- [GIVEN PROBLEM A]: In the Sonoma Coast passage, how far west of Santa Rosa does the coast lie?

- [TEXT PROVIDED]:
It’s a place where you can tidepool for hours in precious solitude or ride thrilling, frigid waves; a place where delicious wine and cheese are made carefully, lovingly, by hand. The people who live here are all, in some fundamental way, dreamers, and as they carve out a living, they ― winemakers, farmers, foragers, surfers, innkeepers, chefs ― are wildly enthusiastic about the place that they call home.
Though the coast lies only 30 miles west of Santa Rosa, Sonoma County’s largest city, it’s hard to cross the Coast Range to reach the crazy helix of State 1 here. Roads twist in on themselves and rise only to drop. I have to wind around ridge after ridge, descend into pocket valleys, then make my way out of them again, as if I’m a bug trying to cross some massive granite rose in bloom.
This is what has protected the area’s distinctiveness, as it fosters what could be called zealotry. Outside the tiny town of Annapolis, up in the hills, vintners and brothers Nick and Andy Peay launch into the difficulties of growing grapes on a former sheep ranch and apple farm as soon as I step out of the car. Their wood house, more than 100 years old, sits atop a knoll overlooking lines of grapevines, and its isolated location and the brothers’ flurry of words makes me wonder when they last had visitors. They describe fog belts, soils, and “cool-climate viticulture” ― overwhelming me with thousands of words before I can stammer out a sentence.
The Peays searched for years for the perfect location and deemed it this spot 10 years ago, on land others had called too foggy for grapes. “Some might say, ‘You fools, what are you doing?’ But there’s a greater reward for the greater risk,” says Nick.
The brothers’ energy explains how they’ve been able to handle the challenges. Winemaker Vanessa Wong, also Nick’s wife, uses the long season to craft nuanced Chardonnays, Pinot Noirs, Cabernet Sauvignons, and even Syrahs that have, like many Sonoma Coast labels, developed a cult following. One sip of their minerally, superbly elegant wine and I agree about the rewards. In that instant, I vow to start buying lottery tickets so that with my jackpot I can drink this wine every night, because that’s now my definition of true luxury.
I have, you could say, caught the Sonoma Coast fervor.

Dataset records about object locations:
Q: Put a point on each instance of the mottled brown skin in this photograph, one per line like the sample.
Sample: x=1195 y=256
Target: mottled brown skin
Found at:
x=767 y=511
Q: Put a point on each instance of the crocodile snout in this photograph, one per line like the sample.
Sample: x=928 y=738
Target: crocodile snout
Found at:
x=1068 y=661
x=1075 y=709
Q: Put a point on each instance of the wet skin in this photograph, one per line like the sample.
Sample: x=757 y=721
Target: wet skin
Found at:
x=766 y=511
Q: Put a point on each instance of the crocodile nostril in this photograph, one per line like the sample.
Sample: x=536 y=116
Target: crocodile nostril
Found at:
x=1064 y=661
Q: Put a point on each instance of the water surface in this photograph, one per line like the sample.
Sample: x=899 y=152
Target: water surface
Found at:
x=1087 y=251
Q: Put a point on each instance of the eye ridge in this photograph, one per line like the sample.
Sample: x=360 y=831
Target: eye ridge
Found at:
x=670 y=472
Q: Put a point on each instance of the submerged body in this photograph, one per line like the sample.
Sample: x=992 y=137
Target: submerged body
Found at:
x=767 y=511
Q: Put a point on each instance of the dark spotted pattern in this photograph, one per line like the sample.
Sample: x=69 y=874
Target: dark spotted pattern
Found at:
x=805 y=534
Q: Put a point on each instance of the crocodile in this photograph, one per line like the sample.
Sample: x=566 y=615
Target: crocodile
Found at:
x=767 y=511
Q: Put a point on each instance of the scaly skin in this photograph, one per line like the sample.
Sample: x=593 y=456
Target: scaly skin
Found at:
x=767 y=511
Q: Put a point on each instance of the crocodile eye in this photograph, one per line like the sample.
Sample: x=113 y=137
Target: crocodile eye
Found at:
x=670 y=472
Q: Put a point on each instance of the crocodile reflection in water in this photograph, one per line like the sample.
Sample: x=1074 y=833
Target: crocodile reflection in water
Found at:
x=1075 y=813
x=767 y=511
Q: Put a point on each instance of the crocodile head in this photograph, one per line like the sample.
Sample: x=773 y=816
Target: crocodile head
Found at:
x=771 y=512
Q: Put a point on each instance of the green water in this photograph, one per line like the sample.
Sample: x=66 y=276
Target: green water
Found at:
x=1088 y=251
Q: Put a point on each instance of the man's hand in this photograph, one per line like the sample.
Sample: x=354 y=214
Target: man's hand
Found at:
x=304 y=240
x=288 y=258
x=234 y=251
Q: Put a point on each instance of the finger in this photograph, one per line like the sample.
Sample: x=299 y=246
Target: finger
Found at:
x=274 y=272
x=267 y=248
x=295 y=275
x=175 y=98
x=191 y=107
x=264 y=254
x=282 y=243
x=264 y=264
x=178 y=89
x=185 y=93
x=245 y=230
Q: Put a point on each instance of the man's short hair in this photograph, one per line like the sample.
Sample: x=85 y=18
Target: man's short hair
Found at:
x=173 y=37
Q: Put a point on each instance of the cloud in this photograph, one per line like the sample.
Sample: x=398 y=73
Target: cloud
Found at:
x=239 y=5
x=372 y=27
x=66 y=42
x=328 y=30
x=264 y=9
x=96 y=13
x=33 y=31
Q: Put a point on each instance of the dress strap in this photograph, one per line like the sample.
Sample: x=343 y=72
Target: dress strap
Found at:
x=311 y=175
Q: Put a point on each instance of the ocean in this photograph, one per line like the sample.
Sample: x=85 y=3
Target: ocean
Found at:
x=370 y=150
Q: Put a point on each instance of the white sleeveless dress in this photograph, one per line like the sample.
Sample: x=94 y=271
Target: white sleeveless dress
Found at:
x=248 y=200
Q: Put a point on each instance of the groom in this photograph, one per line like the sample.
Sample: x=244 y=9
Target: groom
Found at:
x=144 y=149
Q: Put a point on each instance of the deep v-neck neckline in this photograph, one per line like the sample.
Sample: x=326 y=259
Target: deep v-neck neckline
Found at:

- [GIVEN PROBLEM B]: Rewrite the records from the line containing "Q: Put a point on each instance of the groom" through the end of the records, requests included, and shift every coordinate in the answers by -42.

- [CORRECT RESPONSE A]: Only 30 miles.

- [CORRECT RESPONSE B]:
Q: Put a point on each instance of the groom in this photograph, one per line like the sample.
Sample: x=244 y=9
Target: groom
Found at:
x=102 y=107
Q: Put a point on each instance of the deep v-neck neckline in this photograph, one per line like the sample.
Sample: x=326 y=259
Target: deep v-neck neckline
Found at:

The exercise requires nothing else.